WHAT THE EXERCISE ASKS: Each line of the listing below must be retyped as given.

RECORDS FOR PROCESSING:

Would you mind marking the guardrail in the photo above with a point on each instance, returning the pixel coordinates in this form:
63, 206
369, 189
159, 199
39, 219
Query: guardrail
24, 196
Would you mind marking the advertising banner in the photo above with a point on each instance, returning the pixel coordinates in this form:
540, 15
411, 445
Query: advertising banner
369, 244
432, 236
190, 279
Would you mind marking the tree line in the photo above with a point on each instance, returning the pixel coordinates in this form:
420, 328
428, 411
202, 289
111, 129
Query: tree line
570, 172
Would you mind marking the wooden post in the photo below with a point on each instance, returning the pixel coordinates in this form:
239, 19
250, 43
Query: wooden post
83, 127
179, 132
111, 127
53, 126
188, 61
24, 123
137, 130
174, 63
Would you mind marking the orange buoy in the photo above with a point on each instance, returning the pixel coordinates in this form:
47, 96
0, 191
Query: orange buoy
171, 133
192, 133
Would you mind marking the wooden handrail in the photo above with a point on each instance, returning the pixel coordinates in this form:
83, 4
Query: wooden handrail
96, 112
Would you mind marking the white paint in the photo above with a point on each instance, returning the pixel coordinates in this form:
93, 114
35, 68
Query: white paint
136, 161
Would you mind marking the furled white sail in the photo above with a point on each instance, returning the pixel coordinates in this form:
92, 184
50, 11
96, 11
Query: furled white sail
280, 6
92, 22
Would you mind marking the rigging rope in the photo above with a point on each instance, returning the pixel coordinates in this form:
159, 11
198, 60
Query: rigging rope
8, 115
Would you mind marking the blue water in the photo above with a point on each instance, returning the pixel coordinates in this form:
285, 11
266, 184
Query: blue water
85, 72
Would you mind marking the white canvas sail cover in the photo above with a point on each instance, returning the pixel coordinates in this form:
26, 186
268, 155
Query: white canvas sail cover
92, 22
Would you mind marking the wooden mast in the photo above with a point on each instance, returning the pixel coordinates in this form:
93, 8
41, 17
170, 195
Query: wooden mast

YOUR RESPONSE:
Would you mind marking the guardrail in the photo above with a point on each instance, returning the pixel coordinates in this form:
63, 206
369, 189
159, 199
39, 219
Query: guardrail
24, 196
Would you mind marking the advertising banner in the photo above with a point on each instance, returning the pixel coordinates in this form:
540, 15
411, 445
Query: advertising banner
369, 244
432, 236
190, 279
Would you mind marking the tree line in the photo above with a point on each instance, returning the pixel coordinates in this form:
420, 328
428, 411
202, 289
111, 129
Query: tree line
570, 172
Would you mind marking the wooden post in the photo below with a point on each instance, returning the pixel coordinates in this form:
239, 19
250, 43
Query: wooden post
83, 127
179, 132
111, 127
53, 126
188, 61
24, 123
137, 130
174, 63
Would you mind marking the orange buoy in the photo above with a point on each instance, returning the pixel coordinates in this form:
47, 96
0, 191
Query: orange buoy
171, 133
192, 133
Would you mind marking the wooden handrail in the photo above with a point on each instance, returning the pixel coordinates in this form:
83, 4
Query: wooden handrail
96, 112
Would you mind marking the white paint in the photo above with a point on each instance, returning the pixel coordinates in this form:
93, 114
35, 68
Query: white paint
136, 161
Would you mind marking the furled white sail in the photo above with a point on each instance, returning the pixel coordinates in this form:
92, 184
50, 11
96, 11
Query: furled white sail
280, 6
92, 22
Would you mind marking the rigging rope in the photo above with a point on each instance, returning the pixel coordinates in this form:
159, 11
198, 60
Query: rigging rope
8, 115
Would you mind marking the blue water in the photo above with a point on each instance, returning the pixel coordinates in this form:
285, 11
266, 184
Query: blue water
85, 72
Would you mind marking the white canvas sail cover in the photo above with a point on each instance, returning the pixel coordinates in this form:
26, 186
268, 155
Query: white canvas sail cover
92, 22
Would you mind marking the wooden mast in the photo above with a point on each instance, returning the pixel coordinates in this form:
93, 8
41, 17
170, 195
Query: wooden mast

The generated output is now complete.